Rate limit errors are the most predictable integration failures in MarTech development and the most commonly handled incorrectly. “Retry on 429” is not a rate limiting strategy — it is a reactive response to having already failed. The integrations that survive production load implement rate limiting as a client-side constraint, not as an error handler.

This guide covers the rate limiting architectures that actually hold up, with implementation patterns for the MarTech platforms that developers integrate most frequently.

Why Naive Retry Handling Fails

The standard bad implementation looks like this:

def call_api(url, params):
    response = requests.get(url, params=params)
    if response.status_code == 429:
        time.sleep(int(response.headers.get('Retry-After', 60)))
        return call_api(url, params)  # Recursive retry
    return response

This fails in several ways:

It sleeps the calling thread. For any concurrent workload, sleeping the thread blocks other work that could be proceeding.

It does not handle cascading retries. When multiple concurrent calls hit the rate limit simultaneously, they all retry with the same Retry-After delay, then all fire simultaneously again, creating a thundering herd.

It does not prevent the limit from being hit. The approach reacts to 429s rather than preventing them. In the time between request bursts and the rate limiter’s response, you may have already failed dozens of calls.

It creates unbounded recursion. Repeated rate limiting during a retry cycle can cause deep recursion and stack overflow in high-volume scenarios.

The Token Bucket Implementation

The token bucket algorithm is the correct client-side implementation for rate limiting. Tokens are added to the bucket at the rate allowed by the API. Each request consumes a token. When the bucket is empty, the request waits for a token before executing.

import threading
import time
from collections import deque

class TokenBucketRateLimiter:
    def __init__(self, rate_per_second, burst_capacity=None):
        """

> **STORED DATA**:
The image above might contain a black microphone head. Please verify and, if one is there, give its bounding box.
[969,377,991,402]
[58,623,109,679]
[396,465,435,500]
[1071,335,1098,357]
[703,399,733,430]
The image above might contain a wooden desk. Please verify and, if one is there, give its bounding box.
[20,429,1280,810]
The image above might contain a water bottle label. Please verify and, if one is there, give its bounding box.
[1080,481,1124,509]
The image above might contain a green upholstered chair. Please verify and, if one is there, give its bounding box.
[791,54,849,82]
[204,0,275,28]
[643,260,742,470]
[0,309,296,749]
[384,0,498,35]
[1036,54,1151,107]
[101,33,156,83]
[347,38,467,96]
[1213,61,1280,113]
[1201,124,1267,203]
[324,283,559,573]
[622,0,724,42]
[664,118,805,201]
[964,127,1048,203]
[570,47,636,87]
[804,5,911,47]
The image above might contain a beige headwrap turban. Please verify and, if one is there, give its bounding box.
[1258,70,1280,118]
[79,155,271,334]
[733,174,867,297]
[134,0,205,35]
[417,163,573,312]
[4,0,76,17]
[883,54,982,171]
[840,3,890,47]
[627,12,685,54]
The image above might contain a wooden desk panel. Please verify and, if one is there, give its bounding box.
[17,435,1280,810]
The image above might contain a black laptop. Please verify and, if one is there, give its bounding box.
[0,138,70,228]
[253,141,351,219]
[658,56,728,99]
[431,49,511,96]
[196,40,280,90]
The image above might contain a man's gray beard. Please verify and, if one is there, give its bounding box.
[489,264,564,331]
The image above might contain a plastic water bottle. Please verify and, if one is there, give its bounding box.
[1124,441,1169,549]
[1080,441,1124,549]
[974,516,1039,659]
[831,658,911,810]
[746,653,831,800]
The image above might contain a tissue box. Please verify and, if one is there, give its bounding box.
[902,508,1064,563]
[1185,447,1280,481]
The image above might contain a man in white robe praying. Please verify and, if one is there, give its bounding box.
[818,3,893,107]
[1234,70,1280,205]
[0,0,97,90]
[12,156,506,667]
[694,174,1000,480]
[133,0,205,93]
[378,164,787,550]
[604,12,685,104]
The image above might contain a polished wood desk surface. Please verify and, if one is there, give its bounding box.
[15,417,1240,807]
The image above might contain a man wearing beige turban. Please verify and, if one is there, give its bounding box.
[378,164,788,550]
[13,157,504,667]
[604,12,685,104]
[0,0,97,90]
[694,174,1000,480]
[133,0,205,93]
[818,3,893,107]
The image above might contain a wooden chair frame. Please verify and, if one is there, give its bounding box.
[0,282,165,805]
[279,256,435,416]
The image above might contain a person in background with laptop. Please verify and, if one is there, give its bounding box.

> **REQUEST**:
Reproduce the entire rate limiting guide above word for word, including its code.

> **TASK SOLUTION**:
Rate limit errors are the most predictable integration failures in MarTech development and the most commonly handled incorrectly. “Retry on 429” is not a rate limiting strategy — it is a reactive response to having already failed. The integrations that survive production load implement rate limiting as a client-side constraint, not as an error handler.

This guide covers the rate limiting architectures that actually hold up, with implementation patterns for the MarTech platforms that developers integrate most frequently.

Why Naive Retry Handling Fails

The standard bad implementation looks like this:

def call_api(url, params):
    response = requests.get(url, params=params)
    if response.status_code == 429:
        time.sleep(int(response.headers.get('Retry-After', 60)))
        return call_api(url, params)  # Recursive retry
    return response

This fails in several ways:

It sleeps the calling thread. For any concurrent workload, sleeping the thread blocks other work that could be proceeding.

It does not handle cascading retries. When multiple concurrent calls hit the rate limit simultaneously, they all retry with the same Retry-After delay, then all fire simultaneously again, creating a thundering herd.

It does not prevent the limit from being hit. The approach reacts to 429s rather than preventing them. In the time between request bursts and the rate limiter’s response, you may have already failed dozens of calls.

It creates unbounded recursion. Repeated rate limiting during a retry cycle can cause deep recursion and stack overflow in high-volume scenarios.

The Token Bucket Implementation

The token bucket algorithm is the correct client-side implementation for rate limiting. Tokens are added to the bucket at the rate allowed by the API. Each request consumes a token. When the bucket is empty, the request waits for a token before executing.

import threading
import time
from collections import deque

class TokenBucketRateLimiter:
    def __init__(self, rate_per_second, burst_capacity=None):
        """